EXERCISES:
A: Answer these from the passage on Zen teachers and kōans:
(i) According to Hasegawa Seikan, what is the kōan?
(ii) What did the Master reply when asked where Shih-shih had gotten to?
(iii) In the Sasaki translators' version, what was Shih-shih treading?
B: Please carry the passage on Zen teachers and kōans forward from its last line.
---------- PASSAGE SHOWN ----------
I agree that Zen teachers do not formulate, but make no mistake: their purpose is not merely to jar students from their dependence upon intellectual comprehension. If the response of a Zen teacher seems unrelated or irrational it is because the student doesn't see into the underlying connection. As the Zen teacher Hasegawa Seikan says, the kōan is a point to be made clear.[4] Zen teachers worthy of their role present their points as incisively as possible and it is the task of students to experience them intimately. See, for example:

Someone asked, "How about when the lay-disciple Shih-shih worked the pestle but forgot he was moving his feet? Where had he gotten to?"

The Master said, "Drowned in a deep spring."

The Sasaki translators render the case like this:

Someone asked, "The lay-worker Shih-shih in treading the pestle-shaft of the rice mortar would forget that he was moving his feet; where did he go?"
---------- MATERIAL PROVIDED ----------
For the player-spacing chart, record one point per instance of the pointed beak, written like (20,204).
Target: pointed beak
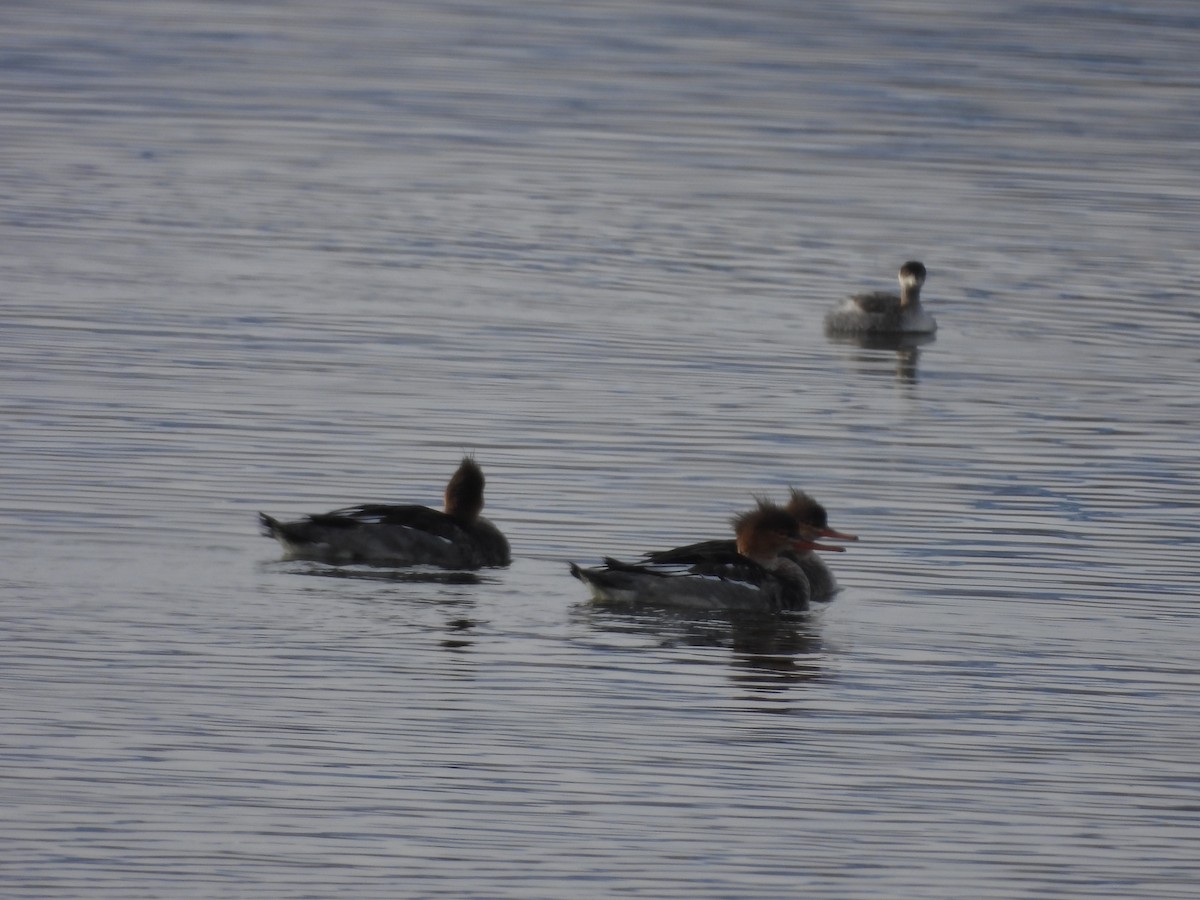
(804,546)
(832,534)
----------
EXPECTED ANSWERS:
A:
(i) A point to be made clear.
(ii) "Drowned in a deep spring."
(iii) The pestle-shaft of the rice mortar.

B:
"Drowned in a deep spring," the Master replied. [5]

The circumstances are thus clearer in the Sasaki version, but Watson sums the query itself up best.

The two translations agree upon the English of Lin-chi's final words. "Drowned in a deep spring" was Shih-shih's mind and body. I am reminded of Elder Ting after Lin-chi slapped him around:

A certain distinguished monk named Ting came to the Master for an interview and asked, "What is the basic meaning of Buddhism?

The Master got down from his chair, grabbed hold of him and gave him a slap. Then he let him go.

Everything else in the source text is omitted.